• [What to work on]:
I need the records below restated word for word, without their pictures.

[Collection entries]
>>>>>
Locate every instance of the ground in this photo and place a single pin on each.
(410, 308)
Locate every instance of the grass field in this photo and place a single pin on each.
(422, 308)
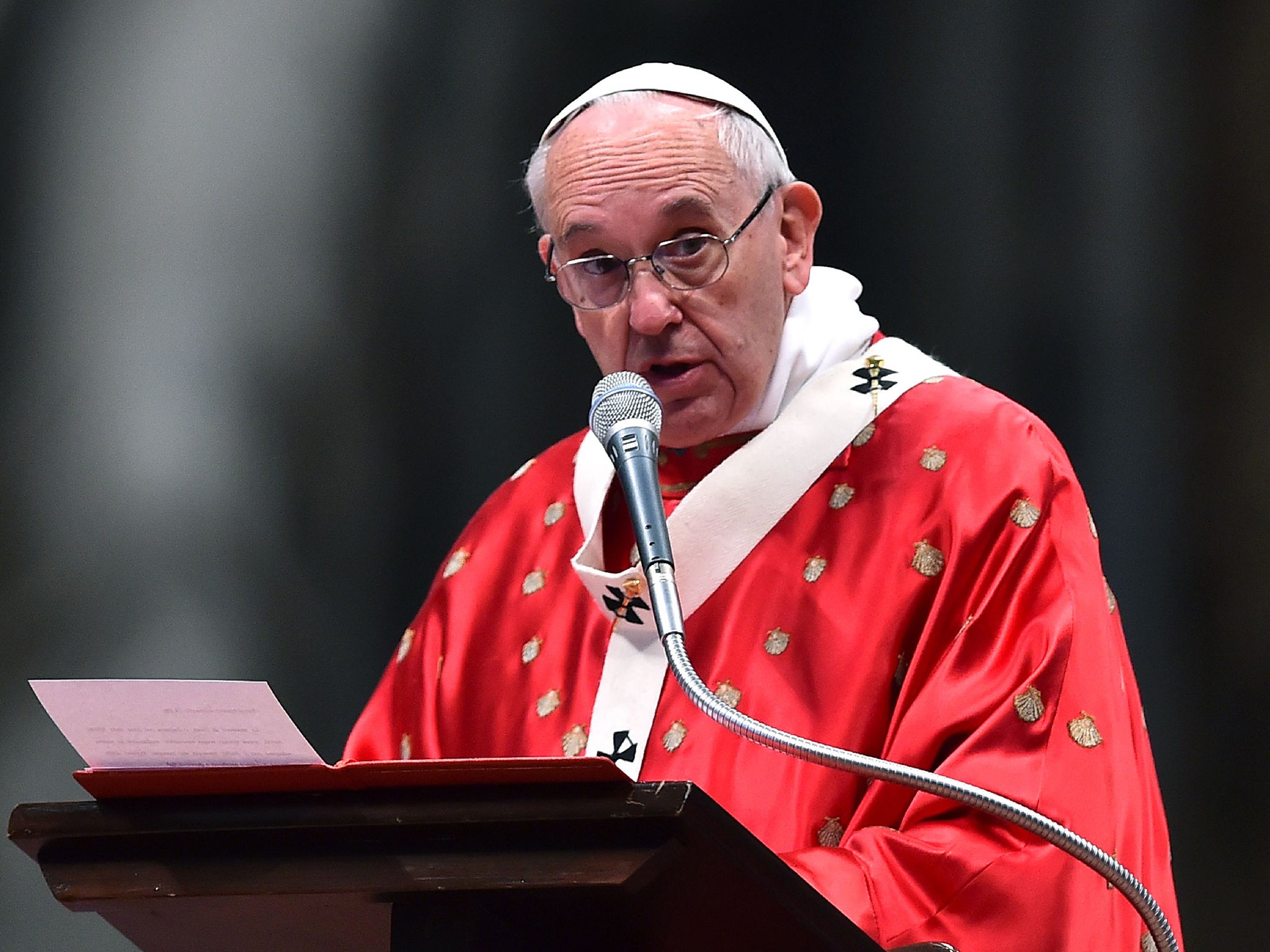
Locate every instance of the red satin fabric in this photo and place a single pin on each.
(882, 658)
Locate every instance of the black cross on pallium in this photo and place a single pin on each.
(624, 606)
(874, 379)
(624, 748)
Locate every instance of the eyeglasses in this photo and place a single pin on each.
(683, 265)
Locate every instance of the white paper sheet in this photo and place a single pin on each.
(116, 724)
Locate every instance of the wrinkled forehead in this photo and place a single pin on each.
(639, 149)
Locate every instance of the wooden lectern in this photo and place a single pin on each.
(481, 855)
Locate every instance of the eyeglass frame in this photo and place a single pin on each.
(549, 276)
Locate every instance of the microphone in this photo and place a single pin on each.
(626, 419)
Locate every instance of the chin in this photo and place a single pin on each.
(681, 436)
<<<<<
• [Worked solution]:
Locate every instance of the ground in this photo and place a single pin on each.
(410, 308)
Locate every instance of the grass field in this photo and place a single pin on each.
(422, 308)
Locate every instance of the red satin fabric in this photo and place a single pin on each.
(882, 658)
Locate every instance of the black cross on pallium in this photo and place a single pin on each.
(624, 606)
(874, 379)
(624, 748)
Locate every instance of the eyeglasses in this photo and place a single pin on each.
(683, 265)
Locate every instance of the white paper sheet in this photo and place a single pin on each.
(116, 724)
Locate every instance of the wrinkled forehead in this photo and place a single pin on each.
(639, 149)
Locate every instance of the wooden lectern in this photo and place a single pin on each.
(481, 855)
Locate every instance of the eyeglass frame in this photo and place a single pin on each.
(549, 276)
Locate every instance of the microphone in this photo and place a single pin on each.
(626, 419)
Locate every instance of the chin in this photo and place a single pin on each.
(681, 436)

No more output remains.